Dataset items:
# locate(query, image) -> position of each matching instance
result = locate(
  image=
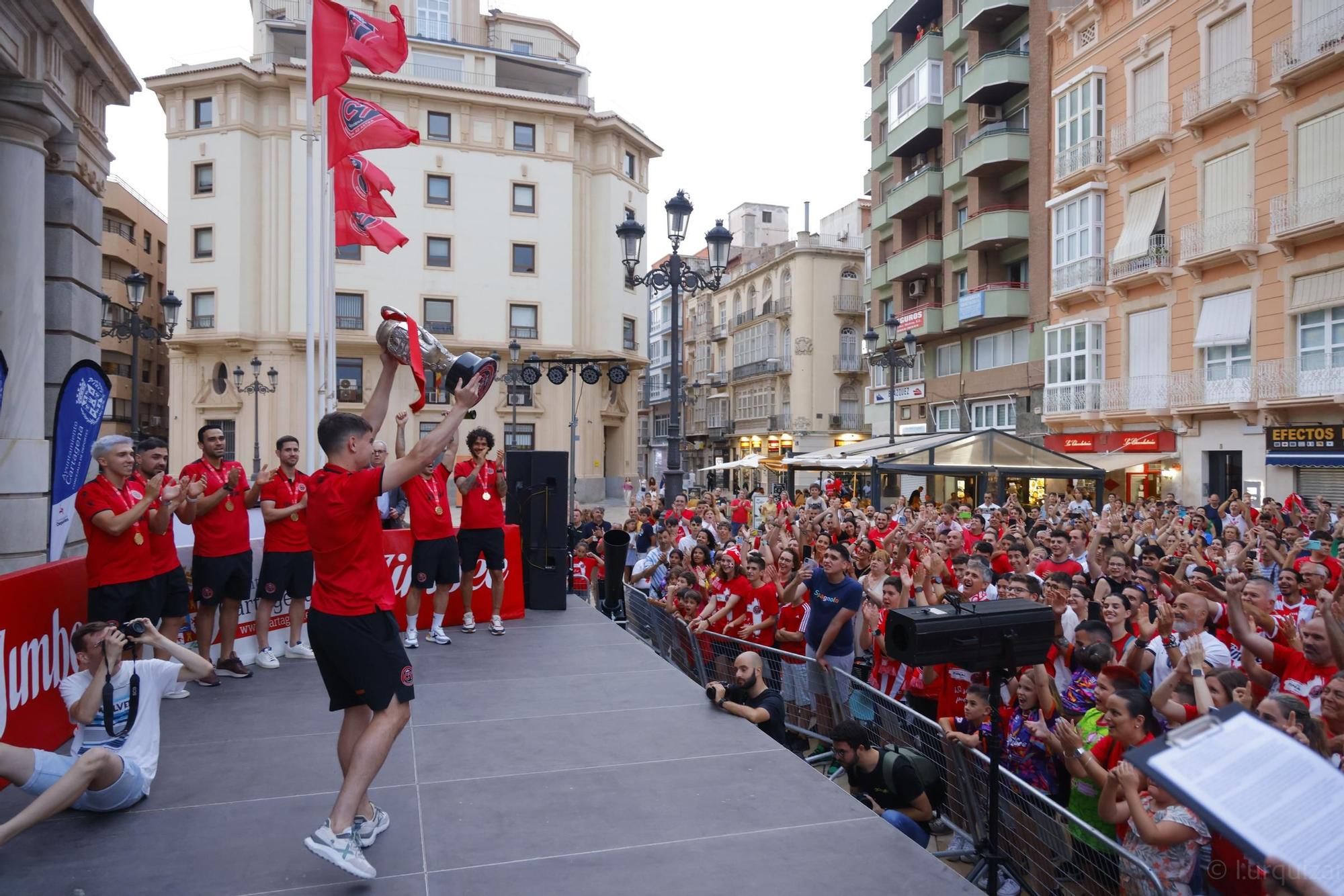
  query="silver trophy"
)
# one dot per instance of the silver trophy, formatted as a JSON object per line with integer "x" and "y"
--
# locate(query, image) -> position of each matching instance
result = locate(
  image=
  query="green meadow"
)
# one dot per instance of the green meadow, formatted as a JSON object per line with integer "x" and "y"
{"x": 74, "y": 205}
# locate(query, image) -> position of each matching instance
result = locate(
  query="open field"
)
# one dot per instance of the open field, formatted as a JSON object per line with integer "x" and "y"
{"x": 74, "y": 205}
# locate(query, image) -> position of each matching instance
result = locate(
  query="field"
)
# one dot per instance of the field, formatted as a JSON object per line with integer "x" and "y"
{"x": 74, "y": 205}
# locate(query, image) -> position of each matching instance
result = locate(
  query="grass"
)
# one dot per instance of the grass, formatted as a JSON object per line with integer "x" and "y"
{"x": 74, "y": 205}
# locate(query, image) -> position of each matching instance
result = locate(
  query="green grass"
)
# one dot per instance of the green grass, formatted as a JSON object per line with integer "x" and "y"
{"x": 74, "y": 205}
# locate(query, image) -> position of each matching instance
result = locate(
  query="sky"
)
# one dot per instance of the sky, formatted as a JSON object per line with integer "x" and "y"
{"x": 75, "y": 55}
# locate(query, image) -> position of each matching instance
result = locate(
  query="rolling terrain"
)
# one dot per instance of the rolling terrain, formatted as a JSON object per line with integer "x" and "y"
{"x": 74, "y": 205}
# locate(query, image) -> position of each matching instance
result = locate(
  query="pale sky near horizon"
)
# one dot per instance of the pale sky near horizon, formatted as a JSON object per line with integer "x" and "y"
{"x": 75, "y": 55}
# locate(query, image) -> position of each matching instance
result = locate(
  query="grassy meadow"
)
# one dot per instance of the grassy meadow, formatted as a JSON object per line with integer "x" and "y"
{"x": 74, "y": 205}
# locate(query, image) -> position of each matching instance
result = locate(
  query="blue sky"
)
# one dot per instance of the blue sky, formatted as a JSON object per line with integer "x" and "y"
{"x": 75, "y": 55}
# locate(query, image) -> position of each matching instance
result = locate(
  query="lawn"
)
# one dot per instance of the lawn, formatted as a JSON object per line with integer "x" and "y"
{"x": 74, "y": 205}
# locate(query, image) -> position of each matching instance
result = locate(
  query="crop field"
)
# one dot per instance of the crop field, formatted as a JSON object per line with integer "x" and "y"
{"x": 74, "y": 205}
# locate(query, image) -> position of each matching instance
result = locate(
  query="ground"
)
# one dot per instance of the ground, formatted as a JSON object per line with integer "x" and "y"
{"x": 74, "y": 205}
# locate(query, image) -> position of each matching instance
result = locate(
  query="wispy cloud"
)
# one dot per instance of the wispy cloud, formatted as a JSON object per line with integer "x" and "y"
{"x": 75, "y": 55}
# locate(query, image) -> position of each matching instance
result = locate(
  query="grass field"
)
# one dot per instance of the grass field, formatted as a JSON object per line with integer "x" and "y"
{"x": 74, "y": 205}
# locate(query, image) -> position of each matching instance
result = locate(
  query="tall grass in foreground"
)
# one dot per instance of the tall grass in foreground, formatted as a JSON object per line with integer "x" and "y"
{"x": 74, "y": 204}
==
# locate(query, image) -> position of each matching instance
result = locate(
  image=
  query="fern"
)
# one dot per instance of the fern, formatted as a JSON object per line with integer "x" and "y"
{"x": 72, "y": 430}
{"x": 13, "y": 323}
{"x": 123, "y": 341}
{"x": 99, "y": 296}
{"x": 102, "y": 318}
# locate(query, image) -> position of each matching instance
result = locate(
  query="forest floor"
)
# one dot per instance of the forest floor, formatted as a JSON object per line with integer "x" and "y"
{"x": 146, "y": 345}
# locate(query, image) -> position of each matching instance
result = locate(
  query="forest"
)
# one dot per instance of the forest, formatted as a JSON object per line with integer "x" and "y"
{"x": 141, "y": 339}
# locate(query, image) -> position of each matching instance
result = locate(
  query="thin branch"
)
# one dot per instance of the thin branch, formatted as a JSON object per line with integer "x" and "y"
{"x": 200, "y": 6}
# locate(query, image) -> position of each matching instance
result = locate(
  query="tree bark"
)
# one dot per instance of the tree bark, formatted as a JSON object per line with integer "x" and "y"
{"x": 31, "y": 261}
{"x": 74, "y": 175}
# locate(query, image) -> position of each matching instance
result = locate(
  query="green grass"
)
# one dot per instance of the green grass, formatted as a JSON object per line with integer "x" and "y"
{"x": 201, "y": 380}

**Exercise instructions**
Identify every line in the entries above that contains the word "wispy", and copy each of those lines in full.

**Final result**
  query="wispy cloud"
# one dot per instance of the wispy cloud, formatted as a JSON object per line with integer "x" and "y"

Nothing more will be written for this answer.